REQUIRED TASK: Select every line in the items below that contains the word "white" and copy each of those lines.

Bounding-box records:
****************

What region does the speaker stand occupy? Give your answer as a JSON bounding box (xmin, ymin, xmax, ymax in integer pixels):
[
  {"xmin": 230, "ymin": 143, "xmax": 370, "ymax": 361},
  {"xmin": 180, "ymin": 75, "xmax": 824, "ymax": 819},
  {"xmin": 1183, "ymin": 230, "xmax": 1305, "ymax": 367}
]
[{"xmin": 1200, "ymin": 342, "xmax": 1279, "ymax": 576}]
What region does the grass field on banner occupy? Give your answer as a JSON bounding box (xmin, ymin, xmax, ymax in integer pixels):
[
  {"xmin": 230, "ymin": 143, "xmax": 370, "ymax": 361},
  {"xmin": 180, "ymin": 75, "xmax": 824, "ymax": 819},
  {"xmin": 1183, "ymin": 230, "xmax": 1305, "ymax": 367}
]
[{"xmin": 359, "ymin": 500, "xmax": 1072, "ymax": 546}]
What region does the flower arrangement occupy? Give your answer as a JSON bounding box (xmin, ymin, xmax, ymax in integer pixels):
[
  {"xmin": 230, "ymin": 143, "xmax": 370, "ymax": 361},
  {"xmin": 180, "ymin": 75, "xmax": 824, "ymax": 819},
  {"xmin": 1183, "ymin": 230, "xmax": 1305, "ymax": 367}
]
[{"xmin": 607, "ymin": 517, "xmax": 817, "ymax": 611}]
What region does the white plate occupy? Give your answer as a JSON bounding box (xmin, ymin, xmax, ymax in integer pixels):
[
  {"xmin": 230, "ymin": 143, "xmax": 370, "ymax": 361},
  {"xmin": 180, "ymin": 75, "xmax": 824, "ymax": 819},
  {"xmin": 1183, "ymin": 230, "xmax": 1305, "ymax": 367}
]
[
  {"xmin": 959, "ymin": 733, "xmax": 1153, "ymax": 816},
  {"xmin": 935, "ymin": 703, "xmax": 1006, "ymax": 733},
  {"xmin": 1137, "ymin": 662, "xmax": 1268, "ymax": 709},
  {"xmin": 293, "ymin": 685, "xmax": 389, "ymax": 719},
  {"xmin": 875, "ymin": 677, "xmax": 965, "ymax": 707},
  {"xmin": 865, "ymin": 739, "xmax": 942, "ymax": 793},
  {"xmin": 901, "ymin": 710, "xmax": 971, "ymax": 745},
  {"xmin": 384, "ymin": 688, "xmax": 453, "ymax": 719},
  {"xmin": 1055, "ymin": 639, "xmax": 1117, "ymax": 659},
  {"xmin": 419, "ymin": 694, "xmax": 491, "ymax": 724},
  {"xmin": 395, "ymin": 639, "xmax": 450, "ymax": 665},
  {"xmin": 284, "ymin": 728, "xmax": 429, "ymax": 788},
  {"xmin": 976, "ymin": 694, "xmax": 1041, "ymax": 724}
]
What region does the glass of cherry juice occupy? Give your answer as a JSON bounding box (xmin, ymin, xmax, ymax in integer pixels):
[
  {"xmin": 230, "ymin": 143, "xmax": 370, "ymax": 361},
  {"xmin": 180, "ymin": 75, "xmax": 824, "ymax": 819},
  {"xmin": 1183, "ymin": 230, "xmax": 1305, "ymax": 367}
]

****************

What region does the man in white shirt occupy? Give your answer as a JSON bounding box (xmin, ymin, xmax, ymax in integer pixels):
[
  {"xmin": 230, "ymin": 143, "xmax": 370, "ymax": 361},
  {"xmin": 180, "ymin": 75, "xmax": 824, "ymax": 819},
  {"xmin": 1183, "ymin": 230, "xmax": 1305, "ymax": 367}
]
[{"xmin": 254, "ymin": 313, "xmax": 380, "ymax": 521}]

****************

ANSWER TO THIS PROBLEM:
What region does the white plate occupy? Give your answer as a JSON bounding box (xmin, ymin, xmax, ymax in integer pixels):
What region does the man in white shirt occupy? Give your answer as a JSON bounding box (xmin, ymin, xmax, ymax in integer pixels):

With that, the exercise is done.